Problem details: Reproduce every item below word for word, but leave the pictures out.

Supplied records:
----------------------------------------
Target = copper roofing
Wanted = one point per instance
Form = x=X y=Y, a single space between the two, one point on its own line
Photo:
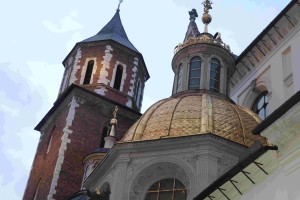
x=193 y=115
x=115 y=31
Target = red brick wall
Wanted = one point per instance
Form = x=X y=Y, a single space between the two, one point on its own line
x=44 y=164
x=90 y=119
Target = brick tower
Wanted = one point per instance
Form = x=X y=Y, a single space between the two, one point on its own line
x=100 y=72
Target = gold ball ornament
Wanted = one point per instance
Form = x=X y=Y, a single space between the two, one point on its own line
x=206 y=18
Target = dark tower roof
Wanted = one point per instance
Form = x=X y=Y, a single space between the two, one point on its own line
x=115 y=31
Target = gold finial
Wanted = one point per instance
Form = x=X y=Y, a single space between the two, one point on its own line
x=97 y=190
x=207 y=6
x=120 y=1
x=206 y=17
x=115 y=112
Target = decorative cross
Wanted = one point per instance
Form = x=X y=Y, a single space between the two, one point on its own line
x=193 y=14
x=207 y=6
x=115 y=112
x=120 y=1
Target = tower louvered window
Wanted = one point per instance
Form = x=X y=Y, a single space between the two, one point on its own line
x=260 y=105
x=180 y=77
x=88 y=73
x=118 y=77
x=214 y=83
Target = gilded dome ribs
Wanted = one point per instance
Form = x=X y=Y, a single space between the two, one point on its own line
x=196 y=114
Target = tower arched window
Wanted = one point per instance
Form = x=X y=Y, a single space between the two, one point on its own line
x=260 y=105
x=195 y=73
x=105 y=133
x=180 y=77
x=214 y=82
x=88 y=73
x=169 y=188
x=35 y=197
x=50 y=139
x=118 y=77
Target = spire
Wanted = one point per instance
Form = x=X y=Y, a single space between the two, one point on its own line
x=120 y=1
x=192 y=28
x=113 y=30
x=206 y=17
x=110 y=140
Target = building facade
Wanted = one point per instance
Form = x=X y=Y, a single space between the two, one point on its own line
x=230 y=129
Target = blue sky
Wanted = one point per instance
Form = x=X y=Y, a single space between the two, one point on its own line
x=37 y=35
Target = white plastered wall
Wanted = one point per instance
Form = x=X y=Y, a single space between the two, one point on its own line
x=270 y=73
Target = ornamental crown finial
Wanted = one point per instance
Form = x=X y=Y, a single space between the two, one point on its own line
x=118 y=9
x=207 y=6
x=193 y=14
x=206 y=17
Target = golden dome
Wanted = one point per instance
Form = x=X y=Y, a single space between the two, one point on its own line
x=206 y=18
x=193 y=115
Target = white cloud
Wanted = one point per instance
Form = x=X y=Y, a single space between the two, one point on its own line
x=76 y=37
x=66 y=24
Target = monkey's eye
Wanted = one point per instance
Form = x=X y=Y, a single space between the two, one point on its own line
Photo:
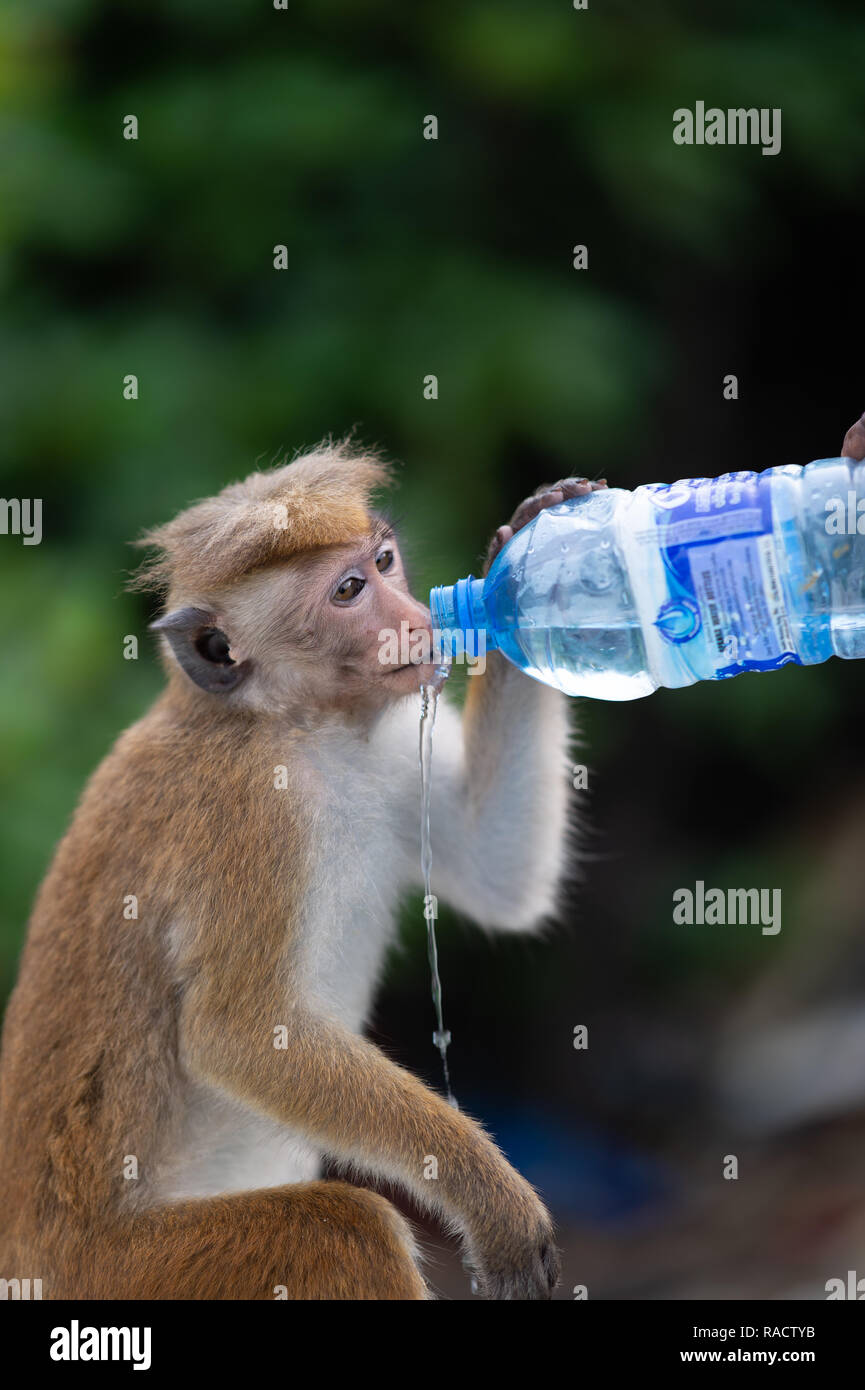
x=213 y=645
x=384 y=562
x=348 y=590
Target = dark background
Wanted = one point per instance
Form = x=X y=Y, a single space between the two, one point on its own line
x=406 y=257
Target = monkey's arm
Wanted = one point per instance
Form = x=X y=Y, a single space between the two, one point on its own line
x=501 y=797
x=346 y=1097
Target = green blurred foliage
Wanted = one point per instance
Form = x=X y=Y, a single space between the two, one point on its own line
x=303 y=127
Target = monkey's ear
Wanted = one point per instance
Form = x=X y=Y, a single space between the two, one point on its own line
x=202 y=649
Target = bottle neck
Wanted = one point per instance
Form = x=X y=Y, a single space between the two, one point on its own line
x=459 y=616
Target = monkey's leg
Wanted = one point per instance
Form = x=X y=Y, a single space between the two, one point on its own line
x=314 y=1240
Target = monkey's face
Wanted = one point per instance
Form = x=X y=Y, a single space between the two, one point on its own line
x=334 y=630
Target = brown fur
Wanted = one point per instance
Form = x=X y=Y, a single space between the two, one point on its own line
x=111 y=1019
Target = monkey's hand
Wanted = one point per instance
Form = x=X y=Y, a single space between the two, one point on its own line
x=854 y=441
x=511 y=1250
x=545 y=496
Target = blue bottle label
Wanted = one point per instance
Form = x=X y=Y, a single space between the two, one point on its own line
x=726 y=603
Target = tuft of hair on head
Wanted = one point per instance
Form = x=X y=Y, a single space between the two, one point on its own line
x=321 y=498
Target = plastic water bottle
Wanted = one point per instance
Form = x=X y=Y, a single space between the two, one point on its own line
x=613 y=594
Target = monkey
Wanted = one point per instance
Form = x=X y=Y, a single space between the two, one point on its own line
x=185 y=1039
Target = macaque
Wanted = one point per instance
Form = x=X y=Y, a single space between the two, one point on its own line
x=185 y=1040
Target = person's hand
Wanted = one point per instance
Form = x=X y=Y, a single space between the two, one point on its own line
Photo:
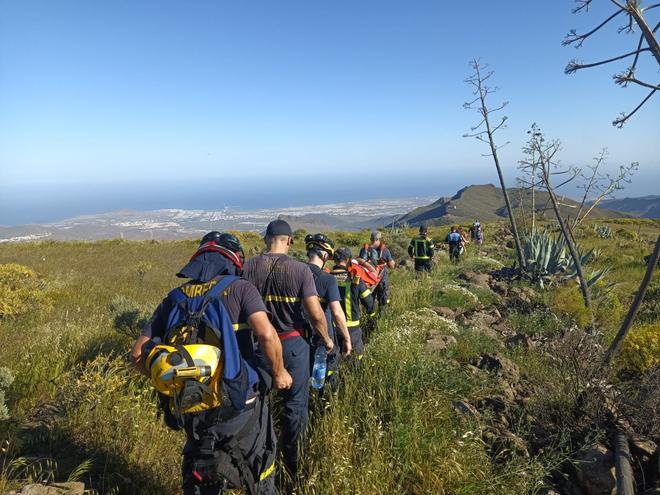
----------------------------------------
Task solution:
Target = copper roofing
Wanted = one point per instance
Form = x=X y=Y, a single space between the two, one point on its own line
Photo:
x=193 y=115
x=115 y=31
Target = red brick wall
Wanted = one point per instance
Form = x=X y=Y, a single space between the two, one point on its own line
x=44 y=164
x=90 y=119
Target = brick tower
Wanted = one point per instance
Form = x=X y=Y, a single space between the two, one point on its own line
x=100 y=72
Target = gold ball ornament
Wanted = one point per instance
Form = x=X y=Y, a single space between the two, one point on its own line
x=206 y=18
Target = dark tower roof
Wanted = one point per instance
Form = x=X y=Y, a single space between the two, one point on its own line
x=115 y=31
Target = gold finial
Wanted = one point per instance
Form = x=X y=Y, a single space between the two, one point on its own line
x=97 y=190
x=207 y=6
x=120 y=1
x=206 y=17
x=115 y=112
Target = decorative cross
Wanted = one point per instance
Form = x=X y=Y, a single space between the two, one point on its own line
x=193 y=14
x=207 y=6
x=115 y=112
x=120 y=1
Target = tower louvered window
Wanted = one point per instance
Form = x=X y=Y, a single space between the two, one point on its own line
x=260 y=105
x=180 y=77
x=88 y=73
x=118 y=77
x=214 y=83
Target = gilded dome ribs
Wanted = one point per instance
Form = x=X y=Y, a single space between the two, one point on its own line
x=196 y=114
Target = tower arched window
Wanted = one point per instance
Form = x=X y=Y, a single space between the two, one point on its own line
x=260 y=105
x=195 y=73
x=105 y=133
x=180 y=77
x=214 y=82
x=88 y=73
x=169 y=188
x=35 y=197
x=50 y=139
x=118 y=77
Target = spire
Wanted = one point per instance
Form = x=X y=Y, a single space between the two, one point on its own line
x=120 y=1
x=192 y=28
x=113 y=30
x=206 y=17
x=110 y=140
Target = building facade
Wanted = one point per instance
Form = x=X y=Y, a single space between the two, one point on its own line
x=230 y=129
Target = blue sky
Wanted = one point per instance
Form = x=X y=Y, a single space between the two, one point on its own line
x=37 y=35
Target = white plastered wall
Wanted = one point per instance
Form = x=X y=Y, a single space between the two, one point on its own line
x=270 y=73
Target = ornamental crown finial
Wanted = one point per instance
Form = x=X y=Y, a single space between the two, one point on its own line
x=118 y=9
x=207 y=6
x=193 y=14
x=206 y=17
Target = golden dome
Wanted = one point per instance
Form = x=X y=Y, a single space between the two, one point on its own line
x=206 y=18
x=193 y=115
Target = white cloud
Wanted = one point per instance
Form = x=X y=Y, a single space between the two, one point on its own line
x=76 y=37
x=66 y=24
Target = monkey's eye
Wanted = one point per instance
Form = x=X y=Y, a single space between the two, one point on its own line
Photo:
x=213 y=645
x=384 y=562
x=348 y=590
Target = dark background
Wanted = one point per instance
Form = x=X y=Y, a single space between the two, one point on its own line
x=406 y=257
Target = monkey's arm
Wanted = one point per instance
Form = x=X y=Y, a single space between the two, one point on its own line
x=501 y=797
x=346 y=1097
Target = green blurred foliage
Wanted = one point per instance
Form = x=X y=Y, a single space between the two, one point on its own line
x=303 y=127
Target = monkey's ear
Wanted = one point per instance
Form = x=X y=Y, a single space between the two, one point on its own line
x=202 y=649
Target = bottle neck
Wanted = one point per instance
Form = x=X y=Y, a single space between the two, one point on its own line
x=459 y=616
Target = monkey's leg
Wanted = one point per instance
Form = x=X y=Y, a single space between the two, one point on its own line
x=314 y=1240
Target = monkey's face
Wanted = one point per instance
Form = x=X y=Y, a single space between the two, one point on its own line
x=334 y=630
Target = brown fur
Wanted = one point per instance
Form = x=X y=Y, a single space between the two, one point on its own line
x=111 y=1019
Target = monkey's hand
Wanted = one point per instance
Form = x=X y=Y, a single space between the two, one point on its own line
x=854 y=441
x=511 y=1250
x=545 y=496
Target = blue bottle label
Wanted = one point per instance
Form = x=X y=Y, a single space between the two, one point on its own line
x=726 y=603
Target = tuft of hair on head
Wanted = one point per instance
Form = x=X y=Y, a single space between the two, one point on its own line
x=321 y=498
Target = plastic water bottle
Wanted = one point per instance
Form = x=X y=Y, a single space between the two, one point on its own line
x=613 y=594
Target = monkey
Wanted = one point per instance
Form = x=X y=Y, a single space between the two, one point on its own line
x=185 y=1039
Target = macaque
Wanted = one point per instance
Form = x=X y=Y, a single space between the two, one point on its own line
x=185 y=1040
Target = person's hand
Wanted = one point per instance
Form = x=X y=Y, a single space between the two, one point on its own line
Photo:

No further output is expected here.